- [WORK INSTRUCTION]:
All the data should come back exactly as it was given.

(RECORDS SHOWN Opens)

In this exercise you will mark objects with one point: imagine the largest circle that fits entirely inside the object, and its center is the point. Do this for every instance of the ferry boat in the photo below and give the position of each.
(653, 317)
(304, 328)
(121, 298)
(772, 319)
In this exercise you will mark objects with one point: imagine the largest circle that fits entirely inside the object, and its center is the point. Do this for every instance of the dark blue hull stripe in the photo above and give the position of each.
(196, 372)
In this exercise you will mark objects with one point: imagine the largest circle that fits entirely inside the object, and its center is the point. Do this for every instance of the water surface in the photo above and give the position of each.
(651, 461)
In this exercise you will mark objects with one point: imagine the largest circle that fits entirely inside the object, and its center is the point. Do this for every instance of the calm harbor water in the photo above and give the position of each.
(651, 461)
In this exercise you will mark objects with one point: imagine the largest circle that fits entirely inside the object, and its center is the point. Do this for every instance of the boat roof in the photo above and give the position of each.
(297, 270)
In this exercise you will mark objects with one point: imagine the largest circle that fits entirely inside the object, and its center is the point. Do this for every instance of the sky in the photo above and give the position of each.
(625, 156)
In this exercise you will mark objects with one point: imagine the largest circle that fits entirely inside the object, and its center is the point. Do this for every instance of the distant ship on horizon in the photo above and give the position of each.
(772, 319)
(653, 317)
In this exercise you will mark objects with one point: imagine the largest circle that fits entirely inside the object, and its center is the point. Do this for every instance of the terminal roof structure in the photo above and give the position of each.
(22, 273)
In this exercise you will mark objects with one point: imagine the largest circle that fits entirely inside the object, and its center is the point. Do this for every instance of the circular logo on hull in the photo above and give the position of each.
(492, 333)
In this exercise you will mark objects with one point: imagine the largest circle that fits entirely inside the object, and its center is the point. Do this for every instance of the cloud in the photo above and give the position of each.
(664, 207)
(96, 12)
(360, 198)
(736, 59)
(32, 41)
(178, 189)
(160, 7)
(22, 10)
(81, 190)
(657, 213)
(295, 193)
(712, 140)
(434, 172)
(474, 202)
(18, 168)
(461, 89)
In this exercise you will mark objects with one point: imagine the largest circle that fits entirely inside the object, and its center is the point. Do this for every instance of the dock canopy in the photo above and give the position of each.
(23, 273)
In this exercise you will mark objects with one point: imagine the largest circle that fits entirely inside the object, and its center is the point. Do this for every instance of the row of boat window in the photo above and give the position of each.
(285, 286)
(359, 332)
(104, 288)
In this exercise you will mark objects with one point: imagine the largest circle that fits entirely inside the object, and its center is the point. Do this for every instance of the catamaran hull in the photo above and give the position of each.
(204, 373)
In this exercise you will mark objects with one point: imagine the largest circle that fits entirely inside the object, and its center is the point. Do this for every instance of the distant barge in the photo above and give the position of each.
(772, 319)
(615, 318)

(RECORDS SHOWN Closes)

- [FINISHED TASK]:
In this exercise you will mark objects with one point: imagine the largest circle that fits entirely inside the object, and its center is the point. Do this for every instance of the ferry boat in the photo below and give the position of each.
(653, 317)
(304, 328)
(121, 298)
(772, 319)
In this exercise you will mark objects with one point: imagine the largest circle that fits entirely inside the object, and its center is the point. Do this for every instance of the dark blue hull stripe in the photo above and give the position of each.
(196, 372)
In this exercise you will mark objects with one point: imagine the largest circle that fits entirely inside the object, and its center is the point. Do this for every instance of the water surface in the photo above and give the position of each.
(651, 461)
In this exercise you will mark objects with one point: imagine the largest circle that fits entirely inside the object, and its center is the point. Do this for every instance of the calm harbor water in the photo above and give the position of each.
(651, 461)
In this exercise you will mark objects with one point: imagine the largest circle that fits entirely inside the object, and its center is the point. Do this for every instance of the boat roof in the photo above and give the position of each.
(297, 270)
In this exercise you will mark objects with one point: imagine the largest circle that fits entirely inside the object, and its center is the point. Do this for every instance of the sky in the photo above and give the position of each.
(625, 156)
In this exercise you will mark objects with one point: imagine the largest circle that fits entirely inside the object, and its center is the point. Do this for every instance of the distant ship on horizon in the photo above and give the position of each.
(772, 319)
(653, 317)
In this exercise you will mark objects with one point: imagine the largest circle that fits entirely inside the object, and its center is the point. Do this for every instance of the terminal roof structure in the photo above and give the position of each.
(22, 273)
In this exercise you will mark objects with one point: imagine the largest circle that fits entirely inside the object, and its center is the point. Do this for every instance of the circular logo on hull in the photo above and give the position of each.
(492, 333)
In this exercise you will mark objects with one point: imagine the largest circle that fits entirely inside the object, and its center is the point. Do this for every instance of the cloud in the photo above and give the position of each.
(664, 207)
(96, 12)
(360, 198)
(736, 59)
(32, 41)
(178, 189)
(160, 7)
(22, 10)
(81, 190)
(657, 213)
(295, 193)
(712, 140)
(434, 172)
(474, 202)
(18, 168)
(461, 89)
In this exercise you will mark objects with one point: imagine the largest circle that fits entirely inside the object, and its center is the point. Do this for every instance of the dock canopy in the photo above and give the position of each.
(23, 273)
In this exercise you will mark objects with one point: imagine the largest circle that fits entirely inside the object, and its center is the point. Do this for every instance of the row of boat window in the photo above and give the position of each.
(285, 286)
(359, 332)
(104, 288)
In this exercise you will mark objects with one point: imagine the largest circle that fits entirely inside the object, and its center is the point. Do this for every instance of the catamaran hull in the photo above and give the position of each.
(204, 373)
In this exercise you will mark objects with one point: imagine the largest circle that fits entirely inside the object, and its center is the point. Do this for every instance of the distant barge in the photo above and give the position of each.
(772, 319)
(615, 318)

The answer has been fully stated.